## Document extract
Cigarette smoking and esophageal cancer risk: an evaluation based on a systematic review of epidemiologic evidence among the Japanese population

Jpn J Clin Oncol. 2012 Jan;42(1):63-73. doi: 10.1093/jjco/hyr170. Epub 2011 Nov 29.


Objective: Although cigarette smoking is considered as an important risk factor for esophageal cancer, the magnitude of the association might be varied among geographic areas. Therefore, we reviewed epidemiologic studies on the association between cigarette smoking and esophageal cancer among the Japanese population.

Methods: Original articles were obtained from MEDLINE searched using PubMed or from searches of the Ichushi database, complemented by manual searches. Evaluation of associations was based on the strength of evidence ('convincing', 'probable', 'possible' or 'insufficient') and the magnitude of association ('strong', 'moderate', 'weak' or 'no association'), together with biological plausibility as previously evaluated by the International Agency for Research on Cancer.

## Given records

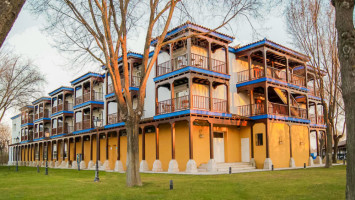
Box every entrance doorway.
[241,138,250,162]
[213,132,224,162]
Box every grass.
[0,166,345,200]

* * *

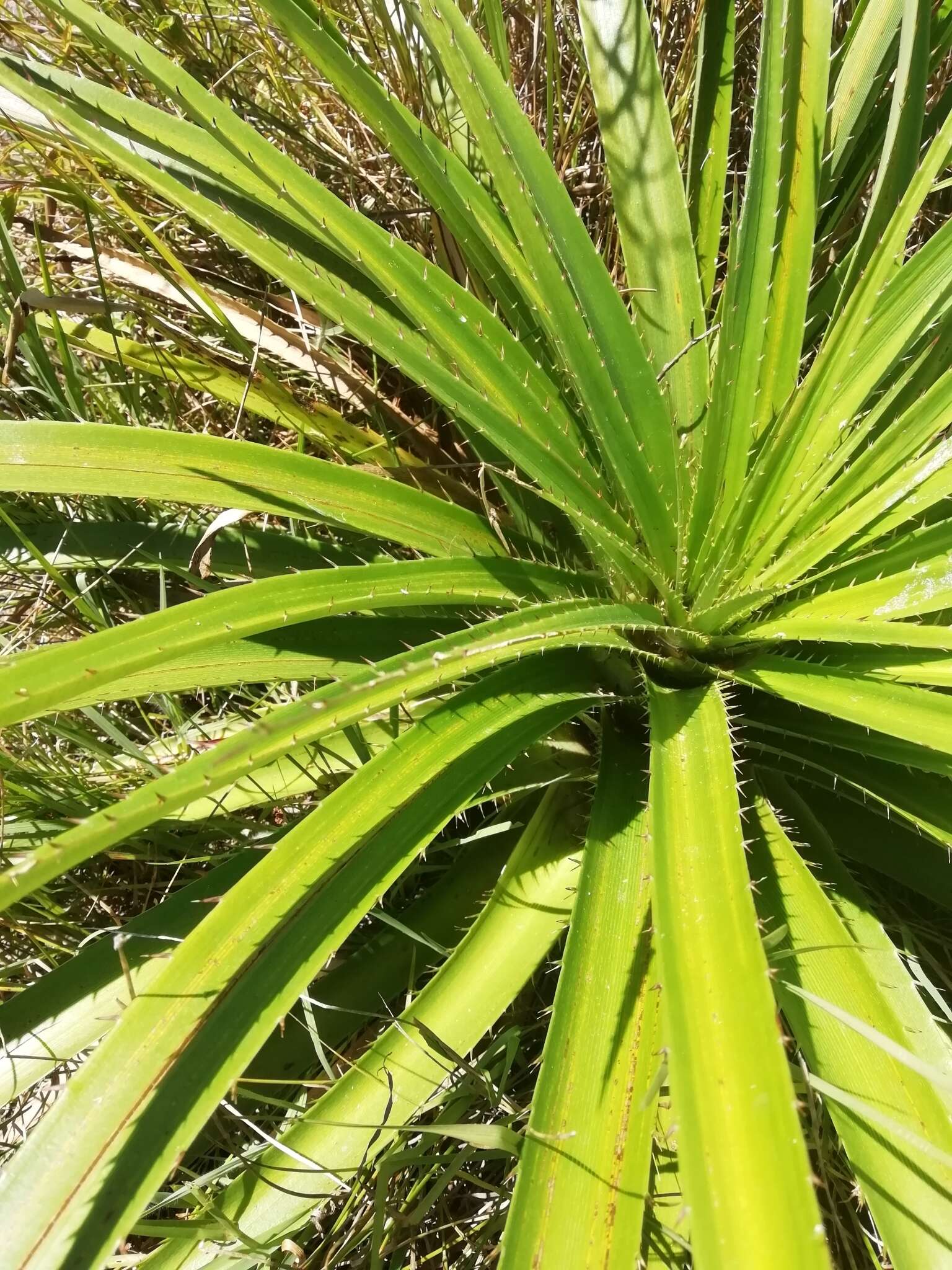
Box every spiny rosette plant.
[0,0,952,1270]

==

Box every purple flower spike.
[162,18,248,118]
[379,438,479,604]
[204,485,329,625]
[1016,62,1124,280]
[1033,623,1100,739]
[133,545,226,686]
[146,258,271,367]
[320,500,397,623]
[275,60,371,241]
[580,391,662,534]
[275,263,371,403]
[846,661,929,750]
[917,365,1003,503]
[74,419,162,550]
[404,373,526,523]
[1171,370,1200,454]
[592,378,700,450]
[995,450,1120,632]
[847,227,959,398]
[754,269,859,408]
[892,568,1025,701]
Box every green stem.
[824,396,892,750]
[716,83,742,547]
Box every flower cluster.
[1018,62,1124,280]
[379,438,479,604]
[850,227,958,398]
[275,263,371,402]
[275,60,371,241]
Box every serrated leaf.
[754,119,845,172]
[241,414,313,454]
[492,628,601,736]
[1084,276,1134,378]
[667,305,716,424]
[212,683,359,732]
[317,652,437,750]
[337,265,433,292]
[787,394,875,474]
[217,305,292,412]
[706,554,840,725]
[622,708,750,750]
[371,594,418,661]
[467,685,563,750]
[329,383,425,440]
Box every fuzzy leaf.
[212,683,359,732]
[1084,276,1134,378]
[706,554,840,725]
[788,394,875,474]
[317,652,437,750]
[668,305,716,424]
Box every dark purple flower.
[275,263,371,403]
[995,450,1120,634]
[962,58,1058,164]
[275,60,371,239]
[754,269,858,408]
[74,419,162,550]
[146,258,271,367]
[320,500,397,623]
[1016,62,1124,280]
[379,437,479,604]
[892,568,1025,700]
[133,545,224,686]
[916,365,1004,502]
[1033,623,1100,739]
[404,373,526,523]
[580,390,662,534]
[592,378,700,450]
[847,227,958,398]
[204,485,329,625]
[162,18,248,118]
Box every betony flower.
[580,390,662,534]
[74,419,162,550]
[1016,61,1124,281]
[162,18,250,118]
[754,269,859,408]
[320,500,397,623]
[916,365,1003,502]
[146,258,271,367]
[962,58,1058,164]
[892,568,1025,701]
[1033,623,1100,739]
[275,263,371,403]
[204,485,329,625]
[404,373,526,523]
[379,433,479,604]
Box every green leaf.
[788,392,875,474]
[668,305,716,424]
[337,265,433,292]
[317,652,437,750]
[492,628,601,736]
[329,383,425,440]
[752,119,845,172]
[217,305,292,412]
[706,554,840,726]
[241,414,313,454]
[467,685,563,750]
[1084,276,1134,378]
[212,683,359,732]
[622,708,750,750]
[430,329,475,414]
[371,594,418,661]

## Problems to solve
a) From the abstract on cigarette smoking and esophageal cancer, reproduce the passage starting at "Objective: Although cigarette" and ending at "Research on Cancer.".
b) Answer these questions from the abstract on cigarette smoking and esophageal cancer:
(i) In which journal and year was it published?
(ii) Which two databases were searched for original articles?
(iii) What four levels of strength of evidence were used?
c) Write the next part of the abstract on cigarette smoking and esophageal cancer, beginning right after its final sentence.

## Answers to the exercises
a)
Objective: Although cigarette smoking is considered as an important risk factor for esophageal cancer, the magnitude of the association might be varied among geographic areas. Therefore, we reviewed epidemiologic studies on the association between cigarette smoking and esophageal cancer among the Japanese population.

Methods: Original articles were obtained from MEDLINE searched using PubMed or from searches of the Ichushi database, complemented by manual searches. Evaluation of associations was based on the strength of evidence ('convincing', 'probable', 'possible' or 'insufficient') and the magnitude of association ('strong', 'moderate', 'weak' or 'no association'), together with biological plausibility as previously evaluated by the International Agency for Research on Cancer.

b)
(i) Jpn J Clin Oncol, 2012.
(ii) MEDLINE, searched using PubMed, and the Ichushi database.
(iii) 'Convincing', 'probable', 'possible' and 'insufficient'.

c)
Results: We identified four cohort studies and 11 case-control studies. All cohort studies and eight case-control studies showed strong positive associations between esophageal cancer and cigarette smoking. All cohort studies and five case-control studies showed that cigarette smoking had dose-response relationships with esophageal cancer. Meta-analysis of 12 studies indicated that the summary estimate for ever smokers relative to never smokers was 3.01 (95% confidence interval: 2.30-3.94). Summary relative risk for current and former smokers relative to never smokers was 3.73 (2.16-6.43) and 2.21 (1.60-3.06), respectively.

Conclusions: We conclude that there is convincing evidence that cigarette smoking strongly increases the risk of esophageal cancer in the Japanese population.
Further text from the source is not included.